━━━ Provided data ━━━

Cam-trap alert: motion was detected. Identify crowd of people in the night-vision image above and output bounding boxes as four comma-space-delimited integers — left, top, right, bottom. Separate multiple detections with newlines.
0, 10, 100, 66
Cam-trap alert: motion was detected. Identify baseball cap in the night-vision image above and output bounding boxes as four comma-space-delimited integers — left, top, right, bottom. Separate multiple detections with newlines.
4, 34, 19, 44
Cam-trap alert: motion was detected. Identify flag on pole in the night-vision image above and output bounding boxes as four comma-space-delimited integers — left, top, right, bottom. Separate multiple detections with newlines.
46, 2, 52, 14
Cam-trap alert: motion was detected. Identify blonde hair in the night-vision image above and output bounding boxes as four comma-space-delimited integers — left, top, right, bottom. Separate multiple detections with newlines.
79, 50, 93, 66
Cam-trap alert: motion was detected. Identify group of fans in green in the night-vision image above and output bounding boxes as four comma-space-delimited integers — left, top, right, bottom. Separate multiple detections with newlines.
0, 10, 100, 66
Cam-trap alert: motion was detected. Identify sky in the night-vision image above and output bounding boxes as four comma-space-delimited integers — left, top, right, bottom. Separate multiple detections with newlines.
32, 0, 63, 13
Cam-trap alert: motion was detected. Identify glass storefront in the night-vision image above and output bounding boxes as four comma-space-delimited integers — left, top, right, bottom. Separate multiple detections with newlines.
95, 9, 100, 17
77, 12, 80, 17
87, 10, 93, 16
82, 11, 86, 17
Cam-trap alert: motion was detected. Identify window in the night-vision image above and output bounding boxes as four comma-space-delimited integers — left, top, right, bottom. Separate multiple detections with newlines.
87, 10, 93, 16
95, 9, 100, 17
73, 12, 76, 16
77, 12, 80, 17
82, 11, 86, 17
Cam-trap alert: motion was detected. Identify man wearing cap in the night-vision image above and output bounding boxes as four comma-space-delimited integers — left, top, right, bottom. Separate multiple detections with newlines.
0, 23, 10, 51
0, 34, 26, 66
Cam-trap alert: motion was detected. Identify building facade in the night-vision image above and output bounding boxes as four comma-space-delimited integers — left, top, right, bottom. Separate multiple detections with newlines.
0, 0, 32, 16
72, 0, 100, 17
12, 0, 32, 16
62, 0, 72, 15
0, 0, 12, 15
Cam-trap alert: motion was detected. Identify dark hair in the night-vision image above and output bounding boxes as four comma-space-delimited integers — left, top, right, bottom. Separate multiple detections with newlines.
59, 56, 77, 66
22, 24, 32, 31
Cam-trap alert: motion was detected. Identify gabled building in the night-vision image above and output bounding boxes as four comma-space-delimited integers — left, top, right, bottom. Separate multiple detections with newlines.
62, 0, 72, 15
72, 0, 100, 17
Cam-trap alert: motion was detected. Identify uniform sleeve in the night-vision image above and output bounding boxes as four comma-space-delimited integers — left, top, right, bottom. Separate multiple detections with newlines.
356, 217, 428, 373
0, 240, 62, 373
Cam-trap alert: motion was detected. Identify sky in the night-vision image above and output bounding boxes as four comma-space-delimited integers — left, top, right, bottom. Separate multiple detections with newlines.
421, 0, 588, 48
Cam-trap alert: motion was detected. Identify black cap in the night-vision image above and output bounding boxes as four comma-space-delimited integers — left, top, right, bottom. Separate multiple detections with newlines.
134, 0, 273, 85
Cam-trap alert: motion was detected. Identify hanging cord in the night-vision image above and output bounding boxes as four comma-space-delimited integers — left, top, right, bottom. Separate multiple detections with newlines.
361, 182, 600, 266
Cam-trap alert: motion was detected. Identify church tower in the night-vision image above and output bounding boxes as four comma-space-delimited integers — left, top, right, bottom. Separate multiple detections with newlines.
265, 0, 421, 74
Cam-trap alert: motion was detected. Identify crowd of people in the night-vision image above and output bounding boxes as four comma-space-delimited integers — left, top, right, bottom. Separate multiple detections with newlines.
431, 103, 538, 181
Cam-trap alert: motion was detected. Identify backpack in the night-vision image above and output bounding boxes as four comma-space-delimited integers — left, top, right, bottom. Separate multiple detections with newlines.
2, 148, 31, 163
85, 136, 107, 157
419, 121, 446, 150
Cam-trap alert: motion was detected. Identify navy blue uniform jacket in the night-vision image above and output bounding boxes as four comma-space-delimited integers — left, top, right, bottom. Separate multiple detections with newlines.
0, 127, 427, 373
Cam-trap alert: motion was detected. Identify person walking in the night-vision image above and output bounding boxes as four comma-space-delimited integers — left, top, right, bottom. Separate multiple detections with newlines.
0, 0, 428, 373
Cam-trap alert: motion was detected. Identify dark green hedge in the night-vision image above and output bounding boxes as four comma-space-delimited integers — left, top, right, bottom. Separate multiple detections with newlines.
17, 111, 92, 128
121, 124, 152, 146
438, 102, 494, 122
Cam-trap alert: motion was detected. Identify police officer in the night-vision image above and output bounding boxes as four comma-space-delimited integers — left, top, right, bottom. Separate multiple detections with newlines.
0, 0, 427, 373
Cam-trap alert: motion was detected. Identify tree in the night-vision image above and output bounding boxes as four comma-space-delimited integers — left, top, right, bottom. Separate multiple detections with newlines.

━━━

• _What this task involves_
Rewrite every one of the items above with each "Cam-trap alert" changed to "Trail camera alert", keeping all other text and every answer line the same.

• _Answer for the task_
Trail camera alert: motion was detected. Identify crowd of people in the night-vision image above and output bounding boxes as four comma-space-delimited integers — left, top, right, bottom. Separate multiple detections with newlines.
0, 10, 100, 66
Trail camera alert: motion was detected. Identify baseball cap in the night-vision image above and output bounding boxes as four comma-space-delimited integers — left, top, right, bottom. Separate multiple detections with newlines.
4, 34, 19, 44
Trail camera alert: motion was detected. Identify flag on pole in the night-vision image above and output bounding boxes as four comma-space-delimited integers — left, top, right, bottom. Separate multiple detections with newlines.
46, 2, 52, 14
Trail camera alert: motion was detected. Identify blonde hair in the night-vision image above and output bounding boxes as four comma-space-delimited integers — left, top, right, bottom. Separate multiple detections with newlines.
79, 50, 93, 66
Trail camera alert: motion was detected. Identify group of fans in green in the night-vision image above and output bounding boxes as four comma-space-delimited integers — left, top, right, bottom. Separate multiple detections with newlines.
0, 10, 100, 66
Trail camera alert: motion was detected. Identify sky in the night-vision image above and output bounding boxes as four comma-space-delimited integers — left, top, right, bottom. Separate multiple detections with newlines.
32, 0, 63, 13
Trail camera alert: motion was detected. Identify glass storefront in the night-vision image above and output bounding boxes as four comma-space-delimited integers — left, top, right, bottom. Separate multiple detections with newlines.
95, 9, 100, 17
77, 12, 80, 17
87, 10, 93, 16
82, 11, 86, 17
Trail camera alert: motion was detected. Identify window in the night-vision image above and output bounding boxes as four comma-space-delimited integers — left, top, right, bottom. Separate multiple detections with newlines.
87, 10, 93, 16
95, 9, 100, 17
73, 12, 76, 16
77, 12, 80, 17
82, 11, 86, 17
Trail camera alert: motion was detected. Identify man wearing cap in the night-vision image above and output bounding boxes as four comma-space-delimited integers — left, top, right, bottom. Separate multiple detections with newlines.
0, 23, 10, 51
0, 34, 26, 66
Trail camera alert: motion was detected. Identify building facade in the night-vision image above and output bounding boxes as four comma-space-delimited integers — left, top, right, bottom. Separate multiple detections with newlines.
0, 0, 32, 16
72, 0, 100, 17
12, 0, 32, 16
62, 0, 72, 15
0, 0, 12, 15
Trail camera alert: motion was detected. Identify dark hair in the night-vision image above and output bounding boxes as four comma-space-delimited integers — left, top, right, bottom. Separate multiple detections with newlines.
59, 56, 77, 66
22, 24, 32, 31
Trail camera alert: motion was detected. Identify gabled building in the night-vision image above and output bounding boxes as four comma-space-delimited integers — left, top, right, bottom. Separate multiple detections with newlines.
62, 0, 72, 15
72, 0, 100, 17
Trail camera alert: motion was detected. Identify uniform sleeve in the night-vision image above and output bounding boxes as four comma-space-delimited integers — left, top, right, bottom. Separate multiple detections with newlines.
356, 217, 428, 373
0, 240, 62, 373
Trail camera alert: motion was detected. Identify sky in the night-vision image above and output bounding boxes as four comma-space-delimited integers — left, top, right, bottom. Separate multiple detections with newlines.
421, 0, 588, 48
Trail camera alert: motion was detected. Identify black cap in the night-vision image above and output bounding boxes as four comma-space-delimited integers — left, top, right, bottom. Separate multiple detections with newlines.
134, 0, 273, 85
Trail camera alert: motion was detected. Identify hanging cord in the night-vision image above and output bounding boxes as four comma-space-delimited integers — left, top, right, bottom. Separate multiple detections with newlines.
361, 182, 600, 266
Trail camera alert: motion was detected. Identify church tower in the night-vision image above and output bounding boxes as four comma-space-delimited integers — left, top, right, bottom. Separate multiple detections with newlines.
265, 0, 421, 74
Trail camera alert: motion was detected. Identify crowd of people in the night-vision image above and output bounding boxes as four comma-space-delimited integers — left, top, right, bottom. Separate multiple detections with newlines.
431, 103, 538, 181
Trail camera alert: motion was detected. Identify backpack in the night-vision image above and output bounding boxes as four comma-space-delimited integers — left, top, right, bottom. Separate multiple detections with newlines.
2, 148, 31, 163
85, 136, 107, 157
419, 121, 446, 150
Trail camera alert: motion was detected. Identify navy blue uniform jacket in the night-vision image above and output bounding boxes as four comma-space-delimited integers — left, top, right, bottom. Separate multiple detections with newlines.
0, 127, 427, 373
Trail camera alert: motion was detected. Identify person walking in the night-vision image above and output bounding boxes as four comma-space-delimited integers — left, top, right, bottom. Separate multiple detections with newlines.
0, 0, 428, 373
Trail camera alert: motion was detected. Identify dark green hedge in the night-vision image above and output bounding boxes as four comma-space-delimited integers — left, top, right, bottom. Separate multiple detections with newlines.
17, 111, 92, 128
121, 124, 152, 146
438, 102, 494, 122
Trail camera alert: motion was detected. Identify police officer in the night-vision image above and output bounding boxes as four comma-space-delimited integers — left, top, right, bottom. Separate multiple detections with newlines.
0, 0, 427, 373
Trail camera alert: motion was detected. Identify tree in the night-vision image above and output bounding boxes as four comma-space-delimited integers — left, top, right, bottom. Separate multiple detections with newlines.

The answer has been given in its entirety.